** begin Excerpt to read **

BRIAN MCTAGGART: Yeah, absolutely. This is not going away. I mean, I think every fan base pretty much has been waiting for this moment for over a year. The stadium's not going to be a fun place for them to play. They're going to go there later in the season. Yankee Stadium is always a hostile environment. You remember the playoffs in 2017 they lost all three games there. And I have never seen an environment like that.

It was-- it was a hostile environment a tough place to play. That's only going to be worse. I'm sure Boston's not going to be fun for them either. But I don't think they care anymore really. I mean, I think, you know, what does it matter. I mean, they get booed or cheered or you know, at the end of the day, they went out there and scored a bunch of runs in Oakland. And I don't remember who tweeted it but somebody tweeted the Oakland fans were booing the wrong team.

So they sure had been booing the wrong guys just probably as they were playing. But, you know, they're going to have to deal with it all year. Maybe next year, you know, it's not there anymore. But there's only five players on this team who were on the World Series team in 2017. They're starting infielder McCullers. So and they're, you know, as long as those guys are around I think they're going to hear the boos.

But what doesn't make sense to me is when Brantley gets booed or Yordan Alvarez, you know, who was in the Dodgers organization at the time. So stuff like that just doesn't make sense. But yeah, you know, I-- you know, the fact that they're home now they, you know, they're going to get a nice reception at home.

DAVID NUNO: Right. You see a scenario where Carlos does sign a deal during the season. I know he had that self-imposed deadline, but, you know, sometimes these are negotiation tricks.

BRIAN MCTAGGART: Yeah. I don't think he will. I mean, the Astros say that their-- their window was open. I guess, maybe they-- what if they called Correa up and said, OK, we'll give you 300 million and he's going to say, OK, I'll sign. But I don't think the Astros are going to give that kind of money. If you look at what Correa said at the end of spring training, he said the Astros told him they don't give out long contracts or huge contracts and they really haven't done that.

I mean, their biggest free agent signing under the Jim Crane era has been Josh Reddick 4 years 52 million. I mean they did extend Correa for-- I mean, Altuve for 151. They extended Brantley for 100 but I think Correa wants way more than what they're offering, 125. Looking at his comments, he's compared himself to the other shortstops who are going to be on the market that he was going to be the youngest on the market.

He thinks he's a contemporary of Lindor who got 341 million. I think it's got be closer to that in Correa's eyes than 125. So I don't think they're anywhere close, I don't think they'll resign him. When he hits free agency other teams get involved. The Yankees are probably going to be in the market for a shortstop.

I mean, there's going to be a few of them out there. But I certainly think this will be his final year in an Astros uniform. I just don't think the Astros are going to go where they want him to go financially. They didn't do it for Gerrit Cole, they didn't do it for George Springer, and I don't think they're going to do it for Carlos Correa either.

RAHEEL RAMZANALI: So you're saying I made a huge mistake by getting the Carlos Correa World Series Jersey in 2017 and not the Altuve one because Altuve is not going anywhere for the most part now, so thanks. Thanks Tags, now have to go throw away the Correa jersey.

** end Excerpt to read **

§ **Written problem a**:
In the baseball transcript, how would you say "Yankee Stadium is always a hostile environment." in Spanish?

** begin Given information **

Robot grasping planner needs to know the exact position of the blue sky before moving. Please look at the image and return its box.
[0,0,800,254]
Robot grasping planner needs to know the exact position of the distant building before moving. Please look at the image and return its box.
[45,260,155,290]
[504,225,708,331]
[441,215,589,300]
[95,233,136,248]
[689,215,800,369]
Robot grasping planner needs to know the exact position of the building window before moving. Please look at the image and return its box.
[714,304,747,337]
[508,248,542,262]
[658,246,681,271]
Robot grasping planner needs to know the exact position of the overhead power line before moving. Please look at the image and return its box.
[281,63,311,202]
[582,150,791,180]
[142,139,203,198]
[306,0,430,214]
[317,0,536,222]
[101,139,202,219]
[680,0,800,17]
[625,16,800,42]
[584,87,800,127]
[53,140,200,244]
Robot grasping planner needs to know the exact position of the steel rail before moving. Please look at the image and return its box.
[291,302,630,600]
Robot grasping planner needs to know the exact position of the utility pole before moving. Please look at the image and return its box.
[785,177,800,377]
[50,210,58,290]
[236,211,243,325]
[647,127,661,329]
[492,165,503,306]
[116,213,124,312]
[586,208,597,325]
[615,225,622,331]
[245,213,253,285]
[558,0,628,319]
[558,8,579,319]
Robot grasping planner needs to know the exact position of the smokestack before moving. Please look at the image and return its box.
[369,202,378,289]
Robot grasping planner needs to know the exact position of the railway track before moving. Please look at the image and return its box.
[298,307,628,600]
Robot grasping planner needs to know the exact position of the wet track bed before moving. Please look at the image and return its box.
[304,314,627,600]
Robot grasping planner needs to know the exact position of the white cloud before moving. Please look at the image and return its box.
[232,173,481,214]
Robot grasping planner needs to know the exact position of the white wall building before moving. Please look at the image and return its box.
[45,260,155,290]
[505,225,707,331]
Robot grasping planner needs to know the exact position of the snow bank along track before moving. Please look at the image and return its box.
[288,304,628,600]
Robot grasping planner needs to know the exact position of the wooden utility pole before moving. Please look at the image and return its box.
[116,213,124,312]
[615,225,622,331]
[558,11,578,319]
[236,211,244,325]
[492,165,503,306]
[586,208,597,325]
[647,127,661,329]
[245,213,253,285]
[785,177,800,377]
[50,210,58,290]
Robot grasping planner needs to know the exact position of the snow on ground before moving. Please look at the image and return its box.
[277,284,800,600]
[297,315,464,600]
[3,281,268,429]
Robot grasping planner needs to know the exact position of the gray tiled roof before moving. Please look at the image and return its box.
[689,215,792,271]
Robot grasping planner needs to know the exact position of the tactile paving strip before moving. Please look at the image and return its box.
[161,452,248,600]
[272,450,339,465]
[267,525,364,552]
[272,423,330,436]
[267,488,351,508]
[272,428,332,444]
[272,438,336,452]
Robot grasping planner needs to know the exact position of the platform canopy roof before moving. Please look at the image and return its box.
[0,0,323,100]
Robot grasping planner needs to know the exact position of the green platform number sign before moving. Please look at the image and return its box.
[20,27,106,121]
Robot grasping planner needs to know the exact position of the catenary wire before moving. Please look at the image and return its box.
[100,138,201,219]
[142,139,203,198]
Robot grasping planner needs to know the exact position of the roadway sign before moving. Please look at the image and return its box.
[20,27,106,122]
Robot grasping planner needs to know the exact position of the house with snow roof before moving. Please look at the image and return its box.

** end Given information **

§ **Written problem b**:
Start at the first line of the listing and stop after the line that contains "[291,302,630,600]". Recast those lines as a numbered list, omitting any blank lines.

§ **Task result a**:
El Yankee Stadium siempre es un ambiente hostil.

§ **Task result b**:
1. Robot grasping planner needs to know the exact position of the blue sky before moving. Please look at the image and return its box.
2. [0,0,800,254]
3. Robot grasping planner needs to know the exact position of the distant building before moving. Please look at the image and return its box.
4. [45,260,155,290]
5. [504,225,708,331]
6. [441,215,589,300]
7. [95,233,136,248]
8. [689,215,800,369]
9. Robot grasping planner needs to know the exact position of the building window before moving. Please look at the image and return its box.
10. [714,304,747,337]
11. [508,248,542,262]
12. [658,246,681,271]
13. Robot grasping planner needs to know the exact position of the overhead power line before moving. Please look at the image and return its box.
14. [281,63,311,202]
15. [582,150,791,180]
16. [142,139,203,198]
17. [306,0,430,214]
18. [317,0,536,222]
19. [101,139,202,219]
20. [680,0,800,17]
21. [625,16,800,42]
22. [584,87,800,127]
23. [53,140,200,244]
24. Robot grasping planner needs to know the exact position of the steel rail before moving. Please look at the image and return its box.
25. [291,302,630,600]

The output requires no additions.